Translate this sentence from the framing square footage excerpt below into Spanish: "Texas courts strive not to read language in a contract to be redundant or superfluous."

*Excerpt to read*:
+++

1. Framing Square Footage As to the threshold dispute, CJ contends that it subcontracted with North/South to frame 330,073 square feet. CJ argues that the fact that its bid was one of the documents attached to the subcontract, and that the bid referenced the air-conditioned square footage of 330,073, shows the parties’ intent that the subcontract would encompass only 330,073 square feet of framing. Alternatively, CJ argues that the Court should grant it equitable relief from the subcontract based on the doctrine of mistake (mutual or unilateral). In their Joint Pretrial Order, the parties described the subcontract as an unambiguous, fixed-price contract. The language of the subcontract described the work to be performed as
follows: “Complete framing of all buildings as shown on plans. Includes maintenance, clubhouse, and all garages. General contractor to provide all material.” CJ’s reliance on its bid proposal to limit the scope of work to 330,073 square feet is misplaced. The plain language of the subcontract indicates that CJ’s bid is an extraneous document not in need of incorporation because the subcontract required the completion of framing of all buildings as shown on the plans -- not as set forth in CJ’s bid. Texas courts strive not to read language in a contract to be redundant or superfluous. See Philadelphia Indem. Ins. Co. v. White, 490 S.W.3d 468, 477 (Tex. 2016). Moreover, CJ’s actions reflect that it understood that it was not subcontracting to frame a particular number of square feet. CJ removed the price-
per-square-foot language from its third bid, which was the bid North/South accepted. Alternatively, in its closing brief, CJ argues that “both parties were mistaken in the belief that the framing work encompassed 330,073 square feet” and the “mistaken belief by both parties resulted in a mutual mistake of a key term to the contract which should, under Texas law, result in an equitable remedy for the party claiming mutual mistake.” However, CJ’s adversary complaint did not seek equitable relief from the framing subcontract based on mistake (unilateral or mutual). Nor did CJ seek such relief in response to North/South’s counterclaim for breach of contract. Even if CJ had responded to North/South’s counterclaim for breach of contract with an affirmative defense of mistake, CJ failed to carry its burden.

+++

*Recorded data*:
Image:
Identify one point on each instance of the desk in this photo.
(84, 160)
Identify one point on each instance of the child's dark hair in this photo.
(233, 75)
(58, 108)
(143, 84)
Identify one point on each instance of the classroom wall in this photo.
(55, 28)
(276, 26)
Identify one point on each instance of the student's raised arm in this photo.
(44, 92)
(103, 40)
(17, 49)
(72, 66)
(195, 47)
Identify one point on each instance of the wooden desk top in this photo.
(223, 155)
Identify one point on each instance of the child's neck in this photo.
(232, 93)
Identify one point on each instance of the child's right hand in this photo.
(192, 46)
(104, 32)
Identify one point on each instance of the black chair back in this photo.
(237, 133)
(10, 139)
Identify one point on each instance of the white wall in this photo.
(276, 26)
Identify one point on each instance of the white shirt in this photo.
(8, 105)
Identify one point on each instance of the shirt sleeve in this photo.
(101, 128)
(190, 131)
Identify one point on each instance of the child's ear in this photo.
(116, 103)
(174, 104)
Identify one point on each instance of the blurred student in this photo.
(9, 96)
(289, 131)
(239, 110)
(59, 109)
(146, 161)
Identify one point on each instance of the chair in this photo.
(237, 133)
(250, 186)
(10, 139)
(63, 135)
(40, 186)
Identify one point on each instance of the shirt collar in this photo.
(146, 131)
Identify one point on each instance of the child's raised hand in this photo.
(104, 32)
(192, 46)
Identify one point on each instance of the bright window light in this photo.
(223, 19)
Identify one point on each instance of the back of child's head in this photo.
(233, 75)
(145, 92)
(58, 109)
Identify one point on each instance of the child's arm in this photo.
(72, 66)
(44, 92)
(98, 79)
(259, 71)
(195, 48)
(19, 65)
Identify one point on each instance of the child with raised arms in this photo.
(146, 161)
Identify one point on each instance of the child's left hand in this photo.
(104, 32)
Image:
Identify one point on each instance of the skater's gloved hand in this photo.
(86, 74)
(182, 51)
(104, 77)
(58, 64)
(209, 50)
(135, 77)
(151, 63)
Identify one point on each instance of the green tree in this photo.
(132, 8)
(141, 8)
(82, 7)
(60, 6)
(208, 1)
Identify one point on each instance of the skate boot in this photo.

+++

*Exercise answer*: Los tribunales de Texas procuran no interpretar el lenguaje de un contrato como redundante o superfluo.